Exercise aim ▸ Turn the entries below into a numbered list, leaving out any blank lines.

* START Given information *

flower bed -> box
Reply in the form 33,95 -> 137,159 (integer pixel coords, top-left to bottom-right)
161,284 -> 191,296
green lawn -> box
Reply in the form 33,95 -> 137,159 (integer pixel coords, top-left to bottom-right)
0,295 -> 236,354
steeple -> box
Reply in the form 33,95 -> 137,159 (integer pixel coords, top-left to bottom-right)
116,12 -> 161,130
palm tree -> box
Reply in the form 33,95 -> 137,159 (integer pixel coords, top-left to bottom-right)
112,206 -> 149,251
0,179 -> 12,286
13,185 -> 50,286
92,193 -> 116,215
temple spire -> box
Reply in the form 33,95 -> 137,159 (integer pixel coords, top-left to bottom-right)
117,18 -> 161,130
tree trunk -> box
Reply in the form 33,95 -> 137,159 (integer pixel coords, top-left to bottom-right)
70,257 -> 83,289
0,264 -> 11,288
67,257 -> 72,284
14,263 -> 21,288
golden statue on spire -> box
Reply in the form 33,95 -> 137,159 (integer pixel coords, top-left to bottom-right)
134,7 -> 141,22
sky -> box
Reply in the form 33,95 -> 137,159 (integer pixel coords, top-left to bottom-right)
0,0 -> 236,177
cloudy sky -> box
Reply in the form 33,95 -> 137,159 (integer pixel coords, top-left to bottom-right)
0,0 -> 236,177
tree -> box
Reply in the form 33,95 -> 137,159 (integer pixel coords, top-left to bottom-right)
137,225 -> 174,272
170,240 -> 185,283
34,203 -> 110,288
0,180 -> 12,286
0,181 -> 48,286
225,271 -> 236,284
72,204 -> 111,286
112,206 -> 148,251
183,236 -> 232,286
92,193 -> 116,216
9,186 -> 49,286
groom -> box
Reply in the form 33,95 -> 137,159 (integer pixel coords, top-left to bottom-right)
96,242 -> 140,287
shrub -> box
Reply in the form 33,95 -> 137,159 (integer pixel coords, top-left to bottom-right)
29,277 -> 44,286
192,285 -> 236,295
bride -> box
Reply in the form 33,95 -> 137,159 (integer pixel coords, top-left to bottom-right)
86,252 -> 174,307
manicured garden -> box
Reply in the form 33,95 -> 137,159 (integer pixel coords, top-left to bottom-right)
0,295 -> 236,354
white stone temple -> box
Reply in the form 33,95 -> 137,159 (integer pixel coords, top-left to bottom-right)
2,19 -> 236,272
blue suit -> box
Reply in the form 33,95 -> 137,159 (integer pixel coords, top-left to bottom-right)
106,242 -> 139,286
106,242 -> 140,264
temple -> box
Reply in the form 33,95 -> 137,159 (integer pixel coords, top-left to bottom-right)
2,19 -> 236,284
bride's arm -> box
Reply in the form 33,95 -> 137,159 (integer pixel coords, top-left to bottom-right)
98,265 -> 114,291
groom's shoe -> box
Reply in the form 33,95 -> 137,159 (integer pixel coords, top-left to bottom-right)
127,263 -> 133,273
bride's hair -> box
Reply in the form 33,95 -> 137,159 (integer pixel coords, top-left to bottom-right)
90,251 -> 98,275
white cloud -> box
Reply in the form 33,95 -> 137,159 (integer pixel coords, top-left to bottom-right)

* END Given information *

The response ▸
1. flower bed -> box
2. Reply in the form 33,95 -> 137,159 (integer pixel coords, top-left to bottom-right)
3. 161,284 -> 191,296
4. green lawn -> box
5. Reply in the form 33,95 -> 137,159 (integer pixel coords, top-left to bottom-right)
6. 0,295 -> 236,354
7. steeple -> box
8. Reply in the form 33,95 -> 137,159 (integer pixel coords, top-left to bottom-right)
9. 116,12 -> 161,130
10. palm tree -> box
11. Reply in the form 33,95 -> 137,159 (integer pixel coords, top-left to bottom-right)
12. 112,206 -> 149,251
13. 0,179 -> 12,286
14. 13,185 -> 50,286
15. 92,193 -> 116,215
16. temple spire -> box
17. Reply in the form 33,95 -> 137,159 (integer pixel coords, top-left to bottom-right)
18. 117,18 -> 161,130
19. tree trunk -> box
20. Reply in the form 33,95 -> 137,159 (integer pixel coords, top-left to bottom-right)
21. 70,257 -> 83,289
22. 0,264 -> 11,288
23. 67,257 -> 72,284
24. 14,263 -> 21,288
25. golden statue on spire -> box
26. Reply in the form 33,95 -> 137,159 (integer pixel coords, top-left to bottom-right)
27. 134,7 -> 141,22
28. sky -> box
29. Reply in the form 33,95 -> 137,159 (integer pixel coords, top-left to bottom-right)
30. 0,0 -> 236,177
31. cloudy sky -> box
32. Reply in the form 33,95 -> 137,159 (integer pixel coords, top-left to bottom-right)
33. 0,0 -> 236,177
34. tree -> box
35. Reply in the form 33,95 -> 137,159 (integer pixel coords, top-left to bottom-right)
36. 137,225 -> 174,272
37. 170,240 -> 185,283
38. 34,203 -> 110,288
39. 0,180 -> 12,286
40. 0,181 -> 48,286
41. 225,271 -> 236,284
42. 72,204 -> 111,286
43. 112,206 -> 148,251
44. 183,236 -> 232,286
45. 92,193 -> 116,216
46. 9,186 -> 49,286
47. groom -> box
48. Reply in the form 33,95 -> 137,159 (integer pixel coords, top-left to bottom-right)
49. 96,242 -> 140,287
50. shrub -> box
51. Reply in the form 33,95 -> 137,159 (integer pixel coords, top-left to bottom-right)
52. 29,277 -> 44,286
53. 192,285 -> 236,295
54. bride -> box
55. Reply in the form 33,95 -> 137,159 (integer pixel coords, top-left to bottom-right)
56. 86,252 -> 174,307
57. manicured garden -> box
58. Reply in the form 33,95 -> 137,159 (integer pixel coords, top-left to bottom-right)
59. 0,295 -> 236,354
60. white stone temple -> box
61. Reply in the form 33,95 -> 137,159 (integer pixel coords, top-left to bottom-right)
62. 2,19 -> 236,272
63. blue suit -> box
64. Reply in the form 33,95 -> 137,159 (integer pixel coords, top-left to bottom-right)
65. 106,242 -> 139,286
66. 106,242 -> 140,264
67. temple -> box
68. Reply in the form 33,95 -> 137,159 (integer pixel coords, top-left to bottom-right)
69. 2,19 -> 236,284
70. bride's arm -> box
71. Reply in the form 33,95 -> 137,159 (integer pixel coords, top-left to bottom-right)
72. 98,265 -> 114,291
73. groom's shoe -> box
74. Reply in the form 33,95 -> 137,159 (integer pixel coords, top-left to bottom-right)
75. 127,263 -> 133,273
76. bride's hair -> box
77. Reply in the form 33,95 -> 137,159 (integer pixel coords, top-left to bottom-right)
78. 90,251 -> 98,275
79. white cloud -> box
80. Reply in the form 33,95 -> 137,159 (integer pixel coords, top-left to bottom-right)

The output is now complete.